## [抜粋]
····················
PC直結型記録計(ぴーしーちょっけつがたきろくけい)

高速CPUや大容量DRAMなどの半導体の進歩と、通信技術の発達による高速・大容量の実現により、各種の分野でPCと直結したデータアクイジション機器への要求が高まり、2000年代に入ると、新しい技術を使ったPC直結型やペーパーレスの記録計が多く発売された。1950年代に国産初の自動平衡式記録計を製品化して、記録計のリーディングカンパニーを自負していた横河電機は、ペーパーレス化とともに、“新技術を使用した最新記録計”として「PC直結型レコーダ」を200年代に強力にPRしていた。モデルとしては、最大1600チャンネルが可能な拡張型のモデルDA100や、高速タイプのMX100で、現在に続く横河電機のデータロガーの源流の製品群である。ただし「PC直結型」という名称は2022年現在は死語で、ほとんど聞かない。現在は横河電機以外のメーカも含めて、PC直結型が当たり前になったからである。

PCB(ぴーしーびー)

2つの意味を紹介する。 PCBはポリ塩化ビフェニル(polychlorinated biphenyl)の略記である。PCBはいままで電気機器や電子部品に使われてきたが、近年、使用しないようになった。ただしまだ使用した機器が多く残っている。廃棄時の処分方法について、法律で規定されている。近年、「計測器内部にPCBを含有したコンデンサなどの電子部品を使用していないか」、とユーザが廃棄時にメーカに確認することが増えている。特に古い計測器を長く使っている学校など教育機関の廃棄担当者は確認作業に苦労している様子が伺える。 もう1つ、Printed Circuit Boardのこと。日本語にすると「プリント回路基板」。「プリント基板」や「プリント板」と呼ばれることが多い。電気機器に電子回路を実現するために使われる機器である。プリント基板はパッケージと呼称され、PKGと略記されている例を見たことがある(大変例外的な例であるが)。

PCU(ぴーしーゆー)

(Power Control Unit) モータを利用して走る自動車の電力を適切に制御するための装置。自動車の電動化にモータ、バッテリと共に重要な機器。

PCリモートモード(ぴーしーりもーともーど)
····················
(データソースの記録)
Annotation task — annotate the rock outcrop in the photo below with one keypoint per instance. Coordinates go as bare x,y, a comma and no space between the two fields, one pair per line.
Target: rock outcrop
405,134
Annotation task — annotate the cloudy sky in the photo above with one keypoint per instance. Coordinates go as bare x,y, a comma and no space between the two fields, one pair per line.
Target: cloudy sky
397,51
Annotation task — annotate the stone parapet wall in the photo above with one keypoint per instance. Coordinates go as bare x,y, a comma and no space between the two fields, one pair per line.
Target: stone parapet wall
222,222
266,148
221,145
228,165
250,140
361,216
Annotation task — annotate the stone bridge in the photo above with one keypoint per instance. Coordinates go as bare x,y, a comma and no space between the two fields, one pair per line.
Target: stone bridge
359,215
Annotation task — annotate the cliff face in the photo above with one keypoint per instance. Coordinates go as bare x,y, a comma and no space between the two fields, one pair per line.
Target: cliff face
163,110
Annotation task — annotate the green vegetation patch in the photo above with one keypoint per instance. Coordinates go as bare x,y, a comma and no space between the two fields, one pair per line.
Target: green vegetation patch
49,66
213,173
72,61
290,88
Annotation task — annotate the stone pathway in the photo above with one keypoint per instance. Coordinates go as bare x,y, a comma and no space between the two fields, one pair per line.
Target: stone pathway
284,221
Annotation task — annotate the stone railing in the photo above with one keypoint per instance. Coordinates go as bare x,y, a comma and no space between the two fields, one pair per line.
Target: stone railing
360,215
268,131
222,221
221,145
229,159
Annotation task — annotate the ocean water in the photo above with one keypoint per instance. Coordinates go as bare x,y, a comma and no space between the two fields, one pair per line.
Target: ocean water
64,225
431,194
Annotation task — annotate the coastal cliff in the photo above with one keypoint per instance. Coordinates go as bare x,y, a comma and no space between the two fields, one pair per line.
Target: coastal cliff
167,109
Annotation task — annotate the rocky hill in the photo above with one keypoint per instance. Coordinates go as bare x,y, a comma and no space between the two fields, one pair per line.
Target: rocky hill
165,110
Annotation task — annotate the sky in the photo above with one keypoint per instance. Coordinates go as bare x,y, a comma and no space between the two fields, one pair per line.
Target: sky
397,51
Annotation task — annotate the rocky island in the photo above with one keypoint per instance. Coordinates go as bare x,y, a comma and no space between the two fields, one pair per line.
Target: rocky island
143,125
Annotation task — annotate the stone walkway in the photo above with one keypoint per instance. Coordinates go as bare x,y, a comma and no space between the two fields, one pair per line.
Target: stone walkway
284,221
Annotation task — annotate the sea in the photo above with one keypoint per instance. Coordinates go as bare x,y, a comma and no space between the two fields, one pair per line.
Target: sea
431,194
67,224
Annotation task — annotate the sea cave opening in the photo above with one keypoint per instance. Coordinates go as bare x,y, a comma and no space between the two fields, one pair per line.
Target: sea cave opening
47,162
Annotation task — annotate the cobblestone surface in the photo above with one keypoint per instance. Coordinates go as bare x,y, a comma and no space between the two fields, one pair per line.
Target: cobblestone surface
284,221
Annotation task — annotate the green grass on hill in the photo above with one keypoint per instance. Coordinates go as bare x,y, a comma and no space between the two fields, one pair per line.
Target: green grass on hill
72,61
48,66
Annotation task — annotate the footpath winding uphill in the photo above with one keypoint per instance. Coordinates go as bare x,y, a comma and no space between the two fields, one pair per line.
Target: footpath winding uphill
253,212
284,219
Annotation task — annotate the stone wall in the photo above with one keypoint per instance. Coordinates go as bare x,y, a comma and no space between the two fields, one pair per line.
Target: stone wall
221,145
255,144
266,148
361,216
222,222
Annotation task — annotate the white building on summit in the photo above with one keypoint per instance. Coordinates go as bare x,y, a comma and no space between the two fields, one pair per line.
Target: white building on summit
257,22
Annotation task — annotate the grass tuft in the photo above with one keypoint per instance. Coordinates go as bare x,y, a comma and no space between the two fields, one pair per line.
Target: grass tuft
····················
## [設問]
[a] 抜粋によると、横河電機が1950年代に製品化したのは何ですか。
[b] 次の各記述が抜粋の内容と合っているかを判定し、根拠となる箇所を原文どおりに引用してください。(i) PCBはポリ塩化ビフェニルの略記である。(ii) 「PC直結型」という名称は2022年現在も広く使われている。(iii) PCUはモータ、バッテリと共に自動車の電動化に重要な機器である。
データはここでは使いません。

## [各設問の解答]
[a] 国産初の自動平衡式記録計です。

[b]
(i) はい。「PCBはポリ塩化ビフェニル(polychlorinated biphenyl)の略記である」
(ii) いいえ。「ただし「PC直結型」という名称は2022年現在は死語で、ほとんど聞かない」
(iii) はい。「自動車の電動化にモータ、バッテリと共に重要な機器」